Image point annotation entries:

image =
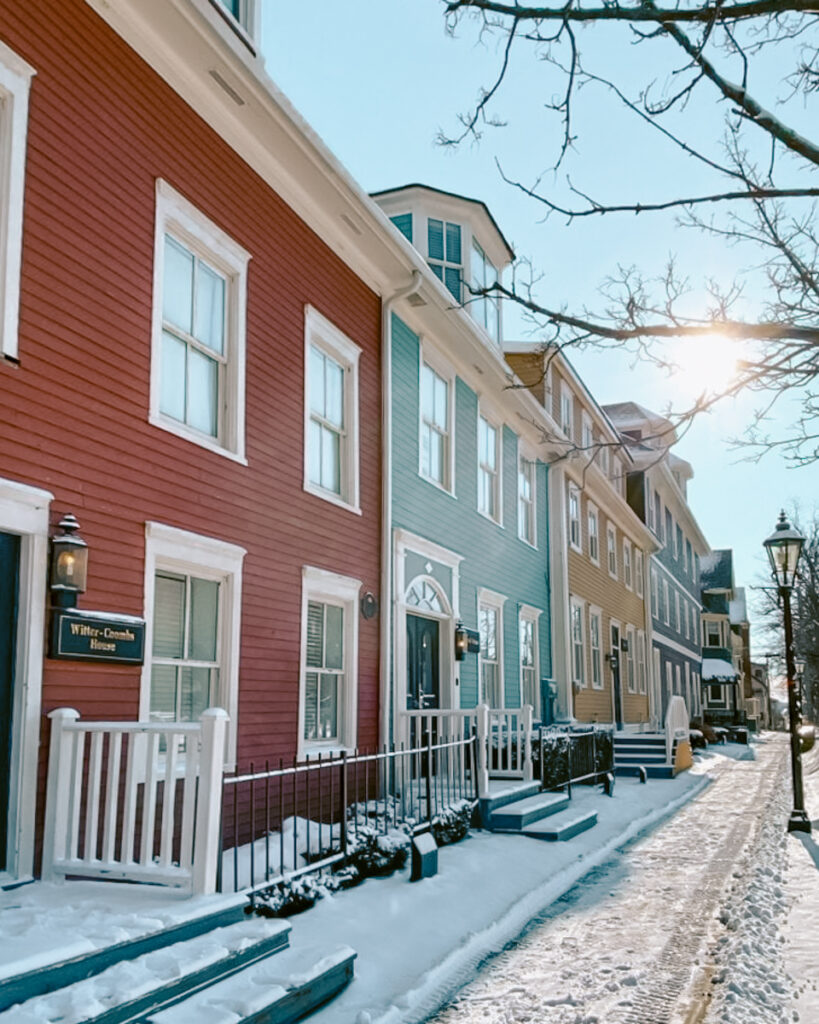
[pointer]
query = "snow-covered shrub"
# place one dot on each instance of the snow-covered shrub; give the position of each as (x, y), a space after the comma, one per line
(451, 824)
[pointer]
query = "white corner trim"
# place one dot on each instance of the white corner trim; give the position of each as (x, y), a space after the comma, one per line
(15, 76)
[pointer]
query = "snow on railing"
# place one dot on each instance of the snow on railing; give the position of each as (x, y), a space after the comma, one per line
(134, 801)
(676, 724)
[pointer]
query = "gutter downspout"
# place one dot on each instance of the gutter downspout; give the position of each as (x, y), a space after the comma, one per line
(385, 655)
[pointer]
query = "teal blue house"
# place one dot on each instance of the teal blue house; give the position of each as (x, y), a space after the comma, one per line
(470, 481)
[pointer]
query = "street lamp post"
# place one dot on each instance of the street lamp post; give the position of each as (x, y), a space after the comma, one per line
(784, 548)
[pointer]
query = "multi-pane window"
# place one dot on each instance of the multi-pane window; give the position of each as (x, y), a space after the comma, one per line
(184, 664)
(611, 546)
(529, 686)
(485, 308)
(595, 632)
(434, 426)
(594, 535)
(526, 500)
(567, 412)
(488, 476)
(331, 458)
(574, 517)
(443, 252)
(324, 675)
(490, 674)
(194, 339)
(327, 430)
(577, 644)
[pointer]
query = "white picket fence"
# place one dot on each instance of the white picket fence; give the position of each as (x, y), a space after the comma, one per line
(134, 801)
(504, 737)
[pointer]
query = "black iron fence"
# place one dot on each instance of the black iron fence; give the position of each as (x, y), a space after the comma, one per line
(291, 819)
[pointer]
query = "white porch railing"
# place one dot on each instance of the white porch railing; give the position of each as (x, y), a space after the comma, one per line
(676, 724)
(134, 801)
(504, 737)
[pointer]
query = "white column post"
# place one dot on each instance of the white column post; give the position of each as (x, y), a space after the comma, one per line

* EXERCISE DETAILS *
Pictures don't belong in the copy. Transcribe every record exactly as it appears.

* SOLUTION FOR THIS EXERCISE *
image =
[pointer]
query = "snow-covered shrub"
# place one dot on each instance of the snow-covered shrub; give the position of each as (x, y), a space after the comma, one per line
(451, 824)
[pointer]
query = "white corner trim"
# place one dot on each instance of the white corner trim; give the position of each as (x, y), a space after the comma, one per line
(15, 76)
[pointer]
query = "snow on railing"
# place one dot on each instance of the snow on railing; give the position of each as (x, y), a space after the comma, one per line
(134, 801)
(676, 724)
[pointer]
query = "gutter downspout"
# place one dot on each instance of the gutter downspout; give the position of each as (x, y), a space after the comma, one per line
(385, 655)
[pointer]
query = "teal blue house"
# place one dot on each instance of the teal blue house; give the position of each as (x, y), a space after the comma, one per line
(470, 481)
[pointer]
query = "street lamp post"
# place one dot on each instance of the street lamp post; give the position of each as (x, y), a space after the comma, one per line
(784, 548)
[pointer]
query = "multi-pane window"
# place one dot on each instance of the multi-pane window; give the position of each as (x, y), a space after the comma, one per line
(184, 664)
(611, 546)
(529, 686)
(485, 308)
(595, 632)
(434, 426)
(594, 535)
(526, 500)
(567, 412)
(488, 476)
(331, 458)
(574, 517)
(443, 252)
(324, 675)
(490, 674)
(194, 339)
(327, 430)
(577, 644)
[pointer]
query = "white picket fence"
# place one dot on each instance of the white picket fence; give the position of each as (x, y), a space after the comma, one per line
(134, 801)
(504, 737)
[pointer]
query = "black iron fence"
# place one dot on each instance of the black iron fence; give the position of each as (x, y), a space after the comma, one per line
(291, 819)
[pointer]
query = "white porch railing"
# place one dot on each instance of the white porch railing; give the position of each as (x, y), a space after the comma, one per line
(676, 724)
(134, 801)
(504, 737)
[pointer]
query = "white column post"
# place one dot on each instance of the white column post; give the position of each as (x, y), a space after the comma, one per line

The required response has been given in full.